> _Exercise requirements_: Write out the passage of the news report on Syrian officers defecting to Turkey, starting at "The officers, among" and ending at "have since slowed.", word for word.

> _Excerpt_:
....

ANKARA — Twenty-six military officers, including two generals, defected from the Syrian army to Turkey overnight, Turkish state media reported on Friday.
It was the biggest mass desertion of senior soldiers from President Bashar al-Assad's forces in months.
The officers, among them two generals, 11 colonels, two lieutenant-colonels, two majors, four captains, and five lieutenants, crossed into Turkey's border province of Hatay with their families and other foot soldiers, making a total of 71 people, state-run Anatolian news agency said.
They were taken to Apaydin camp in Hatay, where Turkey is sheltering other officers who have defected from Assad's army. Defections of high-ranking officers to Turkey occurred almost daily during the summer but have since slowed.
Anatolian also reported that 23 wounded Syrians, including some women, had crossed into the nearby Turkish village of Besaslan and the Cilvegozu border gate from Syria overnight for medical treatment. The people had been wounded by fighting between rebels and Assad's forces, it said.
Turkey is sheltering more than 110,000 Syrian refugees fleeing violence in their homeland in camps near the border.
Relations between Ankara and Damascus, once close allies, are at their lowest ebb since the uprising against Assad began almost 20 months ago.
Turkey has responded in kind to mortar shells hitting its soil from fighting in Syria and is discussing with its NATO allies whether to deploy Patriot defence missiles on the border.

....

> _Referring expression pointing data_:
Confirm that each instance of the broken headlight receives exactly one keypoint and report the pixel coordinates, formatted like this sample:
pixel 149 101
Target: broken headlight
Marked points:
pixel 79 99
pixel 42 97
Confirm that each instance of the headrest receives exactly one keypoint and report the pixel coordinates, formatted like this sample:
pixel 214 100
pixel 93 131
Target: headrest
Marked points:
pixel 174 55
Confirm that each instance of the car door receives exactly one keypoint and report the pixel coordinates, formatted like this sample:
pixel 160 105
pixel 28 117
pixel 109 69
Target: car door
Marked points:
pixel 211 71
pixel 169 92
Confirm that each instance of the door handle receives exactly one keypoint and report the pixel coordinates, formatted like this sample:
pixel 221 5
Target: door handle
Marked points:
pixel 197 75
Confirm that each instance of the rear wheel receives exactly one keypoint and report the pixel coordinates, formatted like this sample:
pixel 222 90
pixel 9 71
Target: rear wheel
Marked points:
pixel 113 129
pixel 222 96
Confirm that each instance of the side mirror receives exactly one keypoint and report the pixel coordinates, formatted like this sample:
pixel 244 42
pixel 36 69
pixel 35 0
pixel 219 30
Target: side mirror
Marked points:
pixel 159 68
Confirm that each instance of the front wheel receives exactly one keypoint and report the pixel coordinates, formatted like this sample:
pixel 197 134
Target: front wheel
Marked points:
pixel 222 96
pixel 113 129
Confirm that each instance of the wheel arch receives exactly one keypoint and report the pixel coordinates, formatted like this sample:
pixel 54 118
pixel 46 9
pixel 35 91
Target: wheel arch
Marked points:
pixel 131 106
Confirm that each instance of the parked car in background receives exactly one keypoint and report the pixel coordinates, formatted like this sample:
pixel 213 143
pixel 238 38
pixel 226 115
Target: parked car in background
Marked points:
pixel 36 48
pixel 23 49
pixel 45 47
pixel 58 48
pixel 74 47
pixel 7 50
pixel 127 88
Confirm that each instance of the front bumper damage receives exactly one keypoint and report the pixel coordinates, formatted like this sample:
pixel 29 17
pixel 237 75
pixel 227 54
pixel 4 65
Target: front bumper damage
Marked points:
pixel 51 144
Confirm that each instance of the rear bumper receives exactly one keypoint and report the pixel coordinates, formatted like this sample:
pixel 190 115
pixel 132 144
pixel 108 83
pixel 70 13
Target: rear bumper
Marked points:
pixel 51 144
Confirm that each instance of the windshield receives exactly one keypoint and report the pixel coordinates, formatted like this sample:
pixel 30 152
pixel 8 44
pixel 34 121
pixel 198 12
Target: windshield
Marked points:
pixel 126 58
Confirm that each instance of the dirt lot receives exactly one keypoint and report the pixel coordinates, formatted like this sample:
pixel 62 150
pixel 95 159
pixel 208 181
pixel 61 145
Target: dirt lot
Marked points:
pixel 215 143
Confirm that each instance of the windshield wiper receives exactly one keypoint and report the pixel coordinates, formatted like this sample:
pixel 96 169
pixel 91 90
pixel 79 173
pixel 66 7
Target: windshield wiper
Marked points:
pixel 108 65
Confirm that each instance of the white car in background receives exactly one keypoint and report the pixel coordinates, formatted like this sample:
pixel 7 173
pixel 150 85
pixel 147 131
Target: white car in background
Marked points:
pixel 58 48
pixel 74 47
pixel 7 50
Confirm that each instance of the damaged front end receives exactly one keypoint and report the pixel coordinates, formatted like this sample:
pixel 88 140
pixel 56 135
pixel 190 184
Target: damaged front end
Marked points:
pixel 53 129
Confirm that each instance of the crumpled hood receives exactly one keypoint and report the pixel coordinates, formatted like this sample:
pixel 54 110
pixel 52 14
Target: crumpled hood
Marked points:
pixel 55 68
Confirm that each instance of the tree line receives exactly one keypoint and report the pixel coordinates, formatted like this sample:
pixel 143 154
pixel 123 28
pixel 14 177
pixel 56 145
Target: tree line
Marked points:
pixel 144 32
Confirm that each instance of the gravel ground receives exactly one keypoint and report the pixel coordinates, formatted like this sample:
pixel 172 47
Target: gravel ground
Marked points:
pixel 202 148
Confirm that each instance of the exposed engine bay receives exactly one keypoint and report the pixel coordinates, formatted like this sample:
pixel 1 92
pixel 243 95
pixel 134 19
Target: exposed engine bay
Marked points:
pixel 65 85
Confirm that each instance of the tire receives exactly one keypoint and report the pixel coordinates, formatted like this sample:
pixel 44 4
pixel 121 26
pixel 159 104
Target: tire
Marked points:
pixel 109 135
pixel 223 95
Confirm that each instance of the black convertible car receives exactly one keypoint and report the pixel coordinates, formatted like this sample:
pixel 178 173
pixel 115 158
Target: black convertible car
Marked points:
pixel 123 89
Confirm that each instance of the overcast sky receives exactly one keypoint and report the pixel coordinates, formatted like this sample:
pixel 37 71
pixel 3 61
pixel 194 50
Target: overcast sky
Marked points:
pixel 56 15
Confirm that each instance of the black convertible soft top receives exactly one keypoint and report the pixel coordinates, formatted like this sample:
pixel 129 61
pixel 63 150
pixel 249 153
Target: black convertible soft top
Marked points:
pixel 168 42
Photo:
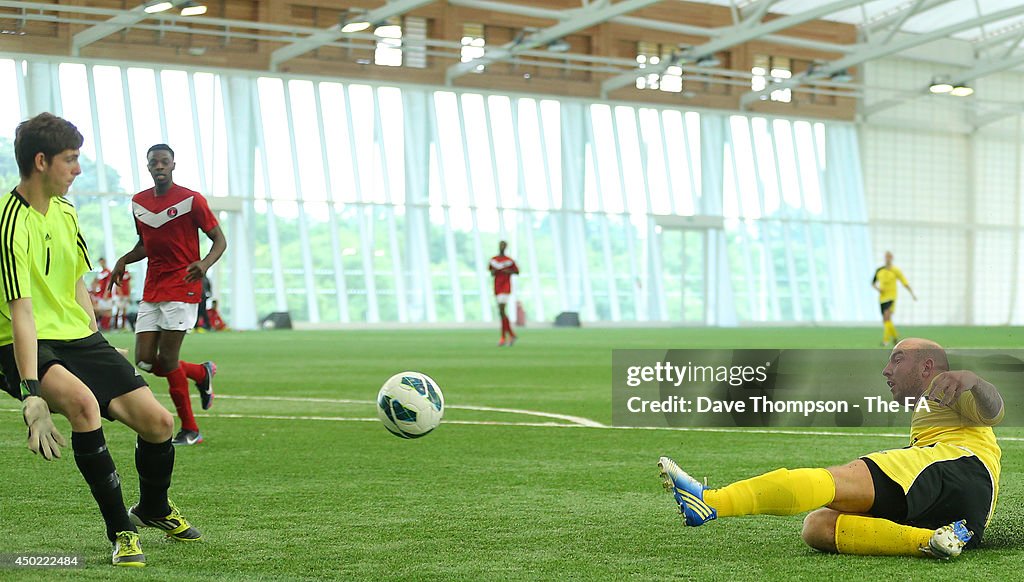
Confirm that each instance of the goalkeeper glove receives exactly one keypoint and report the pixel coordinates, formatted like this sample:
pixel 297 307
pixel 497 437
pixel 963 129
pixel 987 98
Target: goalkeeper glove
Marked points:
pixel 44 439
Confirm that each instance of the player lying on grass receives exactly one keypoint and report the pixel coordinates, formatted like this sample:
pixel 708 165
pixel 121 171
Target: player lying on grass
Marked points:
pixel 934 497
pixel 52 357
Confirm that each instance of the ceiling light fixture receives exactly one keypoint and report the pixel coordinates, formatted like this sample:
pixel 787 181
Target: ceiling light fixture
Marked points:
pixel 962 91
pixel 842 76
pixel 158 7
pixel 388 31
pixel 355 27
pixel 940 85
pixel 560 45
pixel 193 9
pixel 708 60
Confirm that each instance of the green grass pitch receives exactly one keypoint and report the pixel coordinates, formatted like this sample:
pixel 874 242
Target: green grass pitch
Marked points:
pixel 297 482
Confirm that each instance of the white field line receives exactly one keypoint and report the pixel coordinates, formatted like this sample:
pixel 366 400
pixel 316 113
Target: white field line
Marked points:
pixel 577 421
pixel 573 419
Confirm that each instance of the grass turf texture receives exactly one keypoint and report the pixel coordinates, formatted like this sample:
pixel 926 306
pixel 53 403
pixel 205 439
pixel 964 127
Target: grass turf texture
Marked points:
pixel 286 499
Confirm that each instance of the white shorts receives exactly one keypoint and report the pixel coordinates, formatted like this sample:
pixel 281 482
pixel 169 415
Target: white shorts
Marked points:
pixel 166 316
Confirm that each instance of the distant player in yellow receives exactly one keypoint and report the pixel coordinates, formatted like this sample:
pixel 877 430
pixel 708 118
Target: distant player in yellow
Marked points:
pixel 885 283
pixel 932 498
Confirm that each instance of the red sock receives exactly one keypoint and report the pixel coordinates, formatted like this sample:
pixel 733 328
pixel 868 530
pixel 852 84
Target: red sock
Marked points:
pixel 196 372
pixel 178 386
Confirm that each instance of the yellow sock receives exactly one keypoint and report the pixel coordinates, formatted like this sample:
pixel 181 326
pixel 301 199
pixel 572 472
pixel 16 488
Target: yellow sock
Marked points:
pixel 873 536
pixel 892 330
pixel 782 492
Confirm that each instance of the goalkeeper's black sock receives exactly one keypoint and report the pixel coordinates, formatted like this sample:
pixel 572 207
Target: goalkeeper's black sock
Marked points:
pixel 97 467
pixel 155 462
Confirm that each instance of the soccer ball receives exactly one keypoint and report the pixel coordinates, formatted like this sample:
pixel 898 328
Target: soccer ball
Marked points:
pixel 410 405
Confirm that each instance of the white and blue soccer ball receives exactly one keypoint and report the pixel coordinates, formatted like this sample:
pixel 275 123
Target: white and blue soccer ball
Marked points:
pixel 411 405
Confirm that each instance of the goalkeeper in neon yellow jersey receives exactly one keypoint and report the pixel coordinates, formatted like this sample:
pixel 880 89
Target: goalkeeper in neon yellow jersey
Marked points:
pixel 53 359
pixel 885 281
pixel 933 498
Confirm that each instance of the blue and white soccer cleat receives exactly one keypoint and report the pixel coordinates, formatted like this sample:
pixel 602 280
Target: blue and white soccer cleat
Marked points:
pixel 948 541
pixel 688 493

....

> _Exercise answer_:
The officers, among them two generals, 11 colonels, two lieutenant-colonels, two majors, four captains, and five lieutenants, crossed into Turkey's border province of Hatay with their families and other foot soldiers, making a total of 71 people, state-run Anatolian news agency said.
They were taken to Apaydin camp in Hatay, where Turkey is sheltering other officers who have defected from Assad's army. Defections of high-ranking officers to Turkey occurred almost daily during the summer but have since slowed.